That's good news Dave! I'll have to check it out.:jol:


----------



## Spooky1

Sounds like I need to check out the local Ross, Party City and Dollar stores. I love this time of year!


----------



## Spooky1

I just called our local Party City, and they say they won't have Halloween stuff on the shelves until end of August or beginning of September.


----------



## MotelSixx

Spooky1 said:


> I just called our local Party City, and they say they won't have Halloween stuff on the shelves until end of August or beginning of September.


WHAAAAAAAAAAATTTTTTTTT!  Thats insane. Ours has an aisle empty with signs saying 'what are you gonna be?' and even 'halloween is only --- days away'. The girl working said the '09 stuff will be arriving this week. If its not to far, you may want to stop in and see what they got going on.:jol:


----------



## GothicCandle

MotelSixx said:


> WHAAAAAAAAAAATTTTTTTTT!  Thats insane. Ours has an aisle empty with signs saying 'what are you gonna be?' and even 'halloween is only --- days away'. The girl working said the '09 stuff will be arriving this week. If its not to far, you may want to stop in and see what they got going on.:jol:


Here, stores never have Halloween stuff till the end of august at the very earliest. It's quite annoying, hearing all this Halloween sightings and never seeing my own at the moment! grr


----------



## Spookineer

Went to the local *Old Time Pottery *today and found 4 isles set up and 2 more cleared. Nice to see Halloween out before Christmas for a change. Sorry about the pic quality, only had the cell with me.


----------



## MotelSixx

Local AC Moore has an aisle up. Alot of markdowns; gravestones for $4, Gemmy inflatables for $50, Light up skull fencing $10, and gargoyles $10


----------



## majickmaker

Michaels here in Oklahoma City have put out quite a bit of autumn stuff, some of the indoor Halloween decor, but no outdoor decorations. I haven't been to Hobby Lobby yet. The box stores are still too busy wrapping up summer stuff and getting in back-to-school inventory to have ANYTHING useful or interesting (except that some of the clearanced lawn decor does wonderful work in graveyard if you age it).

▶ **GIVEN TASK A**: For each statement about the Halloween shopping thread, answer yes or no and quote the words from the thread that decide it: (i) Spooky1's local Party City said Halloween goods would not be on its shelves until the end of August or the beginning of September. (ii) At the local AC Moore, gargoyles were marked down to $4. (iii) The Michaels in Oklahoma City had put out outdoor Halloween decorations.
▶ **GIVEN TASK B**: Carry the Halloween shopping thread forward from the point where it stops.
The data below has no connection to the Halloween shopping thread.

▶ **RAW RECORDS**:
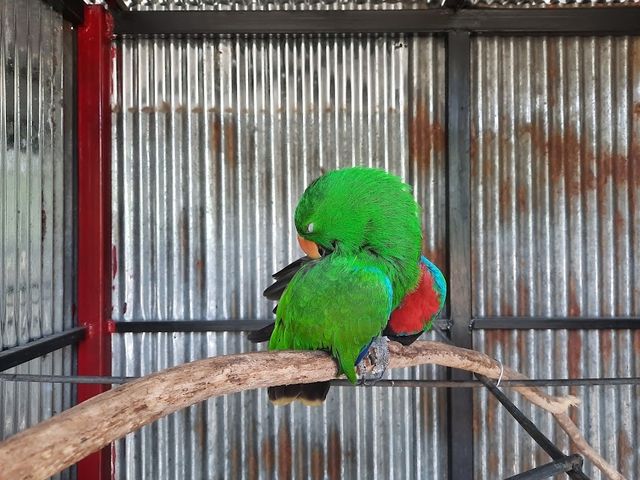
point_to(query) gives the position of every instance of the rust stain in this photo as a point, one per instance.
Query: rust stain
(536, 133)
(605, 345)
(426, 138)
(114, 261)
(492, 408)
(200, 430)
(488, 166)
(43, 224)
(506, 308)
(473, 151)
(164, 107)
(252, 466)
(575, 355)
(183, 227)
(492, 463)
(234, 460)
(334, 453)
(574, 304)
(230, 145)
(625, 449)
(317, 463)
(284, 452)
(553, 73)
(215, 134)
(524, 296)
(574, 361)
(522, 198)
(504, 196)
(267, 454)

▶ **FINAL RESULT A**:
(i) Yes: "they won't have Halloween stuff on the shelves until end of August or beginning of September."
(ii) No: "gargoyles $10"
(iii) No: "no outdoor decorations."

▶ **FINAL RESULT B**:
The *EXCITING* thing though is that Garden Ridge is putting out the full-on Halloween haul - indoor and outdoor - skeletons, bats, black cats, cauldrons, owls, howls, witches, brooms, lights, creepy sights, pumpkins, and things that go BUMP in the night!!! Planning a shopping spree this weekend (in between trips to car dealerships - finally trading off the 12 year old pickup with the new gov't CARS incentive, maybe, I think, but I don't know, I'm not very decisive about these things)...


----------



## Johnny Thunder

I really have to get to Michael's this weekend. I'm also waiting for our Big Lots to put out their Hween loot - they usually roll that out in early/mid August.


----------



## MotelSixx

'Party City' emptied a run today, Halloween merch starting to come in.


----------



## Dark Angel 27

alright! i know where im going tomorrow! im gonna check out party city and hobby lobby


----------



## Spooky1

Has anyone heard what Sams Club or Costco will have this year? They always have one or two good big props. We got the talking gargoyle from Sams last year.


----------



## sleepersatty99

a few of the dollar tree stores here in philly pa have body parts out. i just went and bought $20 worth of feet, hands,arms and even legs. and they look decent too.


----------



## dionicia

I just spoke with a Michael's sales person today and she said the foam pumpkins were being brought out on Thursday. Woo Hoo!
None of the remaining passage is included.